_Testo_.
Uno starnuto, il naso che cola, qualche colpo di tosse. Consulti freneticamente il termometro, 37.2. Provi a chiamare il tuo medico di base. Segreteria telefonica, 8 persone in attesa. Quando arrivi a meno due, la linea cade. Ritenti. Tre, cinque, dieci, venti volte, nessuno risponde. Poi qualcuno risponde, “un attimo” e ti rimette in attesa, e si richiude la comunicazione. Prostrato, mandi una mail allo studio medico. Poi due, poi tre. Nulla. Allora ti metti due mascherine e te ne vai a piedi, immaginando una fila in attesa.



E’ più lunga di quanto temessi, tutti appiccicati, perché gli studi medici sono ubicati in alloggi, in condomini, e non sono previsti percorsi particolari per i pazienti sospetti. Ti ammassi con gli altri sventurati, poi ti innervosisci, tutti si innervosiscono, qualche anziano spinge, “solo una domanda”, cerca di passare avanti. Temi la bagarre, e quando sta per scatenarsi, esce un medico bardato e sudante e urla di star buoni, che non ce la fanno più, e chi non è contento se ne vada altrove.



Quando arranchi alla porta, ti dicono di tornare a casa, tachipirina e aspettare. I dubbi intanto crescono, solo star lì in fila ha aumentato la percezione del rischio, e allora chiedi se puoi fare un tampone. No, naturalmente, non  puoi. Solo per i probabili contagi. Qualcuno accanto a te dichiara di essere stato a contato con un positivo, tutti lo scansano. Torni a casa, depresso, spaventato, e cominci a cecare un laboratorio, una clinica privata che effettui tamponi a pagamento. La Regione Lazio ne ha accreditati tanti, dovresti farcela. Scorri l’elenco, e ti attacchi al telefono: nessuno risponde, quando rispondono ti dicono che sì, sarebbero accreditati, ma i kit per processare i tamponi non sono ancora arrivati, la regione tarda; oppure sono arrivati e sono già finiti; oppure puoi farlo, ma tra due settimane, addirittura un mese. Nel frattempo dovresti avvisare al lavoro: se non vai, senza tampone certificato dal tuo medico di base, non ti pagano la malattia. Se vai, metti a rischio i colleghi. “Farò come tutti”, sussurra il tuo senso civico. E così ti metti in coda un’altra volta negli ormai leggendari drive-in covid. E pensi quando alla parola drive-in pensavi all’hamburger.

_Insieme di dati_.
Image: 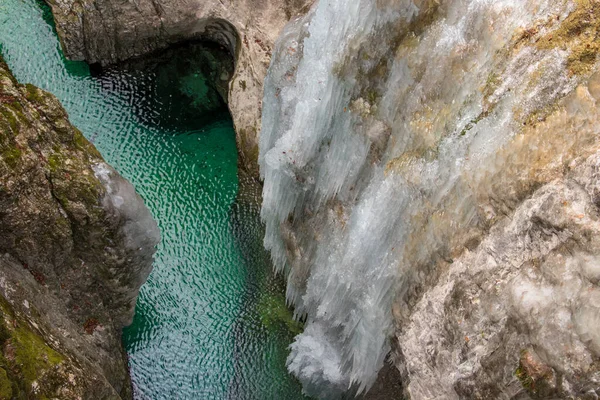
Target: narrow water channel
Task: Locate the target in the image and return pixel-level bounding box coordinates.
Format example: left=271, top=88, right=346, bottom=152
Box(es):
left=0, top=0, right=303, bottom=400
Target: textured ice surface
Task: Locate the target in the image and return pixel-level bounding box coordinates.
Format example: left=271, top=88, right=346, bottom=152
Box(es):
left=259, top=0, right=595, bottom=397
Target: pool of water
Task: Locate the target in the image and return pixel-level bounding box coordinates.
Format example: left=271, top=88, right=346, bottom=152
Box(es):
left=0, top=0, right=303, bottom=399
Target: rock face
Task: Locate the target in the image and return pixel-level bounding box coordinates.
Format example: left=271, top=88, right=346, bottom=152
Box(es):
left=259, top=0, right=600, bottom=399
left=48, top=0, right=313, bottom=175
left=0, top=55, right=159, bottom=399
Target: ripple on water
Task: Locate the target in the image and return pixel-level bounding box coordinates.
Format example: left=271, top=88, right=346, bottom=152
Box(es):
left=0, top=0, right=310, bottom=399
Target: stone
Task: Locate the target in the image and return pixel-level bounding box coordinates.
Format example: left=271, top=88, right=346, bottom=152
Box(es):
left=0, top=55, right=160, bottom=399
left=48, top=0, right=313, bottom=176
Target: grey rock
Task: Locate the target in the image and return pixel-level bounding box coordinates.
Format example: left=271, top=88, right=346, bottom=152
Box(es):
left=48, top=0, right=314, bottom=176
left=0, top=55, right=159, bottom=399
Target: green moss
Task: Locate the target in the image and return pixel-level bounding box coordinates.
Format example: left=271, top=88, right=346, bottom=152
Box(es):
left=515, top=365, right=533, bottom=391
left=1, top=146, right=22, bottom=169
left=0, top=296, right=65, bottom=399
left=460, top=112, right=488, bottom=136
left=0, top=368, right=13, bottom=399
left=11, top=326, right=64, bottom=386
left=25, top=83, right=44, bottom=104
left=48, top=153, right=64, bottom=173
left=257, top=293, right=303, bottom=335
left=536, top=0, right=600, bottom=75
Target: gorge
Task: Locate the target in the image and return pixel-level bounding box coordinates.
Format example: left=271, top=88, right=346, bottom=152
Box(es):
left=0, top=0, right=600, bottom=399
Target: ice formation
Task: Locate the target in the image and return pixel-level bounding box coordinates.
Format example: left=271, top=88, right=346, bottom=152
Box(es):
left=259, top=0, right=584, bottom=397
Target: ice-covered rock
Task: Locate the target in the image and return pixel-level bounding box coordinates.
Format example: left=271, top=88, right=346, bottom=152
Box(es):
left=259, top=0, right=600, bottom=398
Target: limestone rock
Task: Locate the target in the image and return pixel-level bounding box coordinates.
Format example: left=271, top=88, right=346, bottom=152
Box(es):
left=48, top=0, right=313, bottom=175
left=0, top=55, right=159, bottom=399
left=259, top=0, right=600, bottom=400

_Cose da fare_.
a – Nel testo, che cosa ti dicono quando arrivi alla porta dello studio medico?
b – Nel testo, riscrivi il passo da "E’ più lunga" a "ne vada altrove.", sostituendo "anziano" con "pensionato".

_Risultati per compito_.
a – Ti dicono di tornare a casa, prendere la tachipirina e aspettare.

b –
E’ più lunga di quanto temessi, tutti appiccicati, perché gli studi medici sono ubicati in alloggi, in condomini, e non sono previsti percorsi particolari per i pazienti sospetti. Ti ammassi con gli altri sventurati, poi ti innervosisci, tutti si innervosiscono, qualche pensionato spinge, “solo una domanda”, cerca di passare avanti. Temi la bagarre, e quando sta per scatenarsi, esce un medico bardato e sudante e urla di star buoni, che non ce la fanno più, e chi non è contento se ne vada altrove.